Dataset content Block Start

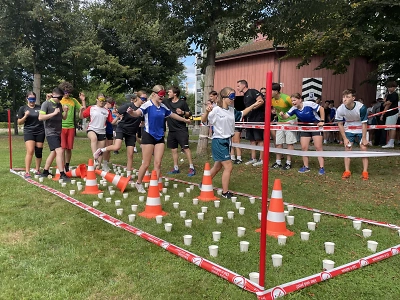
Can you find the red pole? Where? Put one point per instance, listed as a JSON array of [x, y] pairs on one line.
[[9, 136], [267, 126]]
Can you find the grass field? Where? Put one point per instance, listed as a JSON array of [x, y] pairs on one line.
[[50, 249]]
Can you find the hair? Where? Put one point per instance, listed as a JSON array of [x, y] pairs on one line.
[[244, 82], [276, 87], [349, 92]]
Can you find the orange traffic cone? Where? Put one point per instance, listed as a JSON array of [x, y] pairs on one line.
[[153, 202], [207, 192], [91, 181], [120, 181], [80, 171], [276, 224]]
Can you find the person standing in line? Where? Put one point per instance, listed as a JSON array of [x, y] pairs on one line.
[[178, 133], [255, 136], [223, 117], [68, 124], [52, 113], [33, 133]]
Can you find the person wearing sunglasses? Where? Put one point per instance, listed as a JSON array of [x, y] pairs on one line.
[[154, 113], [223, 117], [52, 113], [33, 132]]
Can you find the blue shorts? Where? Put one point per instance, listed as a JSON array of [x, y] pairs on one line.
[[221, 149]]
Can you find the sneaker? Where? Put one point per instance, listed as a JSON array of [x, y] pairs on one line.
[[346, 174], [276, 166], [140, 188], [97, 154], [192, 172], [174, 171], [227, 195], [251, 161], [304, 169], [321, 171], [259, 163]]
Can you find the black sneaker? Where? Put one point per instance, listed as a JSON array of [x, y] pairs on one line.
[[276, 166], [227, 195]]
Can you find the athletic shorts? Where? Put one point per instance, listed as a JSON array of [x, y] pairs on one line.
[[38, 138], [176, 138], [67, 138], [130, 140], [148, 139], [221, 149], [100, 137], [254, 134], [391, 120], [285, 137], [54, 142]]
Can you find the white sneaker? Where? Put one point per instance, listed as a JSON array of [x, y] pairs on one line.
[[140, 188]]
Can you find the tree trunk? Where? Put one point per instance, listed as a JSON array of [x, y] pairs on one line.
[[208, 87]]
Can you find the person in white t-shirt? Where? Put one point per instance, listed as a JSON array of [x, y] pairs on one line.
[[223, 117]]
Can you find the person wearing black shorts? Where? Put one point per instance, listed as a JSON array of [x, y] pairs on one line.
[[33, 132], [178, 133]]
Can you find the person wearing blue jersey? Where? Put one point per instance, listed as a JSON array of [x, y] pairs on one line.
[[154, 113], [223, 117], [307, 112]]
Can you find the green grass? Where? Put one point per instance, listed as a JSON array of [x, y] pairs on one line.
[[50, 249]]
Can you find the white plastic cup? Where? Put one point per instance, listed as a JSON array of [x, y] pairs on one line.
[[328, 264], [244, 246], [168, 227], [213, 249], [159, 219], [241, 231], [305, 236], [329, 247], [276, 260], [216, 236], [282, 239], [357, 224], [372, 245], [317, 217], [367, 232], [290, 220], [187, 240], [188, 223], [311, 226]]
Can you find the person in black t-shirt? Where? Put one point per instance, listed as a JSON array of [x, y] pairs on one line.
[[33, 132], [178, 133], [256, 136], [391, 102]]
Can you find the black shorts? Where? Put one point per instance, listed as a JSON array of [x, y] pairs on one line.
[[176, 138], [148, 139], [38, 138], [130, 140], [254, 134], [54, 142], [100, 137]]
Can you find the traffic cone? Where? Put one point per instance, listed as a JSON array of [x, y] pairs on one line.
[[153, 202], [207, 191], [80, 171], [91, 181], [120, 181], [276, 223]]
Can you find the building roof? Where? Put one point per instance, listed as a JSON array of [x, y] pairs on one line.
[[253, 48]]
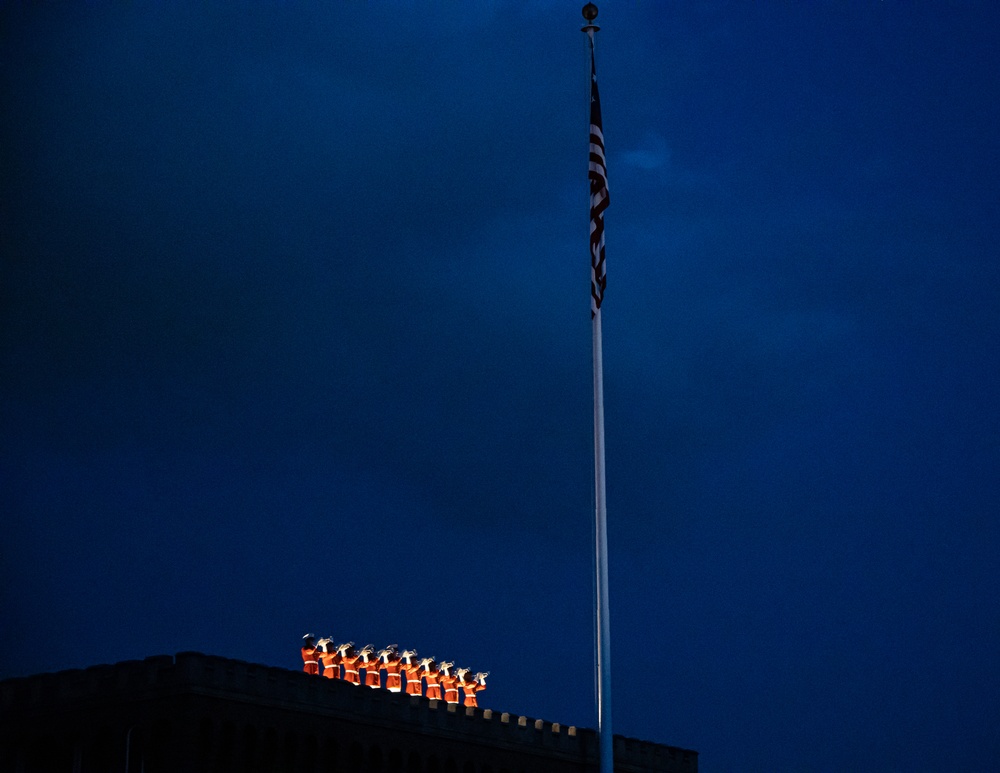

Dataset content Block End

■ Assignment
Your answer must be the lines from the one containing "Can you find the person in black" through the last line of the records, printed exactly with no pictures; please include both ends.

■ Result
Can you find the person in black t-shirt? Where? Put one point per instance, listed as a JSON array of [x, y] pairs on one line.
[[33, 132], [178, 133], [256, 136], [391, 102]]
Can you find the black shorts? Where? Put one point per instance, listed as a JSON array of [x, y] pairs on one line.
[[176, 138], [148, 139], [38, 138], [130, 140], [254, 134], [54, 142], [100, 137]]
Can you find the traffic cone? Where? Put one point per instance, listed as a JSON array of [x, y] pairs on one line.
[[153, 202], [207, 191], [80, 171], [91, 181], [120, 181], [276, 223]]
Can you find the building roof? Where? Put one point per instance, listed as a JSON array of [x, y] pairs on one line.
[[253, 48]]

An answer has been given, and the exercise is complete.